Set exercise a – Lay out the rows as a JSON list of strings with one string per line and blank lines left out. Begin at the first line of the rows and stop after the line that has "x=185, y=105".

Tuesday, April 24, 2012

A diversion - a song whose lyrics will haunt me all the days of my lives!



While passing out copies of some of my CDs to the local 6:30 AM coffee club and Republican Caucus at the Barrington, Illinois McDonald's, one of the charter club members was kind enough (thoughtful enough, and insightful enough) to present to me a CD of 18 of his favorite Australian songs, asking me in particular for my opinion of song #14, lyrics to which are shown below.  Haunting.  

You say, “Well met again, loch keeper, 
we're leavin' even deeper than the time before.”
Oriental logs and tea brought down from Singapore.”
As we wait for my loch to cycle I say “My wife has given me a son!”
A son!” you cry, “Is that all that you've done?”

She wears boganvillia blossoms, you pluck 'em from her hair
and toss them in the tide. Sweep her in your arms and carry her inside.
Her sighs catch on your shoulder, 
her moonlit eyes grow bold and wiser through her tears.
And I say to you, “How could you leave her for a year?”

So come with me,” you cry, 
“to where the Southern Cross rides high upon your shoulder.”
Come with me,” you cry, “each day you tend this loch, you're one day older.
While your blood grows colder.”

But that anchor chain's a fetter, and with it you are tethered to the foam.
And I would not trade your life for one hour, our own.
Sure I'm stuck here on the seaway, 
while you compensate for leeway through the trades.
And you shoot the stars that see the miles you've made.
And you'll laugh at the hearts you've riven,
But which of these has given us more love or life:
You - your tropic mates? Or me - my wife?

So come with me,” you cry, 
“to where the Southern Cross rides high upon your shoulder.”
Come with me,” you cry, “each day you tend this loch, you're one day older.
While your blood grows colder.”

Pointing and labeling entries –

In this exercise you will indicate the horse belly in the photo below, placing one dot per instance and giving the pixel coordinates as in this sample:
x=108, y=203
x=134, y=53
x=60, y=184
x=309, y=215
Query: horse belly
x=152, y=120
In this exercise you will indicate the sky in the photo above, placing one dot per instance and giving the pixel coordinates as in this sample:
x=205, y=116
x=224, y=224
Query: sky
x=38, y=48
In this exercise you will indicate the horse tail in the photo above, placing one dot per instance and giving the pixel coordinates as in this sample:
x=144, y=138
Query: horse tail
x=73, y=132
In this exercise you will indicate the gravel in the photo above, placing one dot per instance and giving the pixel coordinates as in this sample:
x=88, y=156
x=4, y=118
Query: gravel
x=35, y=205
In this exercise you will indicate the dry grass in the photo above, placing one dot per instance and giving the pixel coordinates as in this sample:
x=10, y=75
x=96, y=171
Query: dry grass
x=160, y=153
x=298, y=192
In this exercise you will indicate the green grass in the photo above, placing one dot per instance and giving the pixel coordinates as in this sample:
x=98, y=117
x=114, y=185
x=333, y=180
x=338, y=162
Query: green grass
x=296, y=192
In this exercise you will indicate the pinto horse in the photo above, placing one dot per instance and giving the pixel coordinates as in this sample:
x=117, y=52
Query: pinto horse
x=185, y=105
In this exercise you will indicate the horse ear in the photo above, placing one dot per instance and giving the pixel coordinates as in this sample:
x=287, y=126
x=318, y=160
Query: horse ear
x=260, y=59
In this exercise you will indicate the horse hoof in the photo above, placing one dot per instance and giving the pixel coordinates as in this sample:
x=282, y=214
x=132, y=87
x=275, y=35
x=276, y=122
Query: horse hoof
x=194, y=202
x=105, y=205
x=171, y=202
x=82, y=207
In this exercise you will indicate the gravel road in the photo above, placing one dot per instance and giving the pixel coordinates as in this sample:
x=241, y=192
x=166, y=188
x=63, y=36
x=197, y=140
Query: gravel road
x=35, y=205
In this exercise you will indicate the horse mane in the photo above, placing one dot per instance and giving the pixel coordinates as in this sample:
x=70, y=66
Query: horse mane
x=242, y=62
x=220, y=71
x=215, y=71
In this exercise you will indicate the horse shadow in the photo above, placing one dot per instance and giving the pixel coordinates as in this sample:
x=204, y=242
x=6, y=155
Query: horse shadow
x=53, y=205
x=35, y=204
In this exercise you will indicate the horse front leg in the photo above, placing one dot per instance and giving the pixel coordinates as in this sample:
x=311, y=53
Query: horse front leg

Set exercise b – Decide whether each statement agrees with the blog post about the song: (i) the club member gave the writer a CD of 18 Australian songs; (ii) the writer handed out CDs to a 7:30 AM coffee club; (iii) in the lyrics, the one waiting for the loch announces the birth of a daughter. For each, answer yes or no and quote the deciding words from the post.

Finished answer a –
[
  "In this exercise you will indicate the horse belly in the photo below, placing one dot per instance and giving the pixel coordinates as in this sample:",
  "x=108, y=203",
  "x=134, y=53",
  "x=60, y=184",
  "x=309, y=215",
  "Query: horse belly",
  "x=152, y=120",
  "In this exercise you will indicate the sky in the photo above, placing one dot per instance and giving the pixel coordinates as in this sample:",
  "x=205, y=116",
  "x=224, y=224",
  "Query: sky",
  "x=38, y=48",
  "In this exercise you will indicate the horse tail in the photo above, placing one dot per instance and giving the pixel coordinates as in this sample:",
  "x=144, y=138",
  "Query: horse tail",
  "x=73, y=132",
  "In this exercise you will indicate the gravel in the photo above, placing one dot per instance and giving the pixel coordinates as in this sample:",
  "x=88, y=156",
  "x=4, y=118",
  "Query: gravel",
  "x=35, y=205",
  "In this exercise you will indicate the dry grass in the photo above, placing one dot per instance and giving the pixel coordinates as in this sample:",
  "x=10, y=75",
  "x=96, y=171",
  "Query: dry grass",
  "x=160, y=153",
  "x=298, y=192",
  "In this exercise you will indicate the green grass in the photo above, placing one dot per instance and giving the pixel coordinates as in this sample:",
  "x=98, y=117",
  "x=114, y=185",
  "x=333, y=180",
  "x=338, y=162",
  "Query: green grass",
  "x=296, y=192",
  "In this exercise you will indicate the pinto horse in the photo above, placing one dot per instance and giving the pixel coordinates as in this sample:",
  "x=117, y=52",
  "Query: pinto horse",
  "x=185, y=105"
]

Finished answer b –
(i) Yes: "a CD of 18 of his favorite Australian songs"
(ii) No: "the local 6:30 AM coffee club"
(iii) No: "My wife has given me a son!"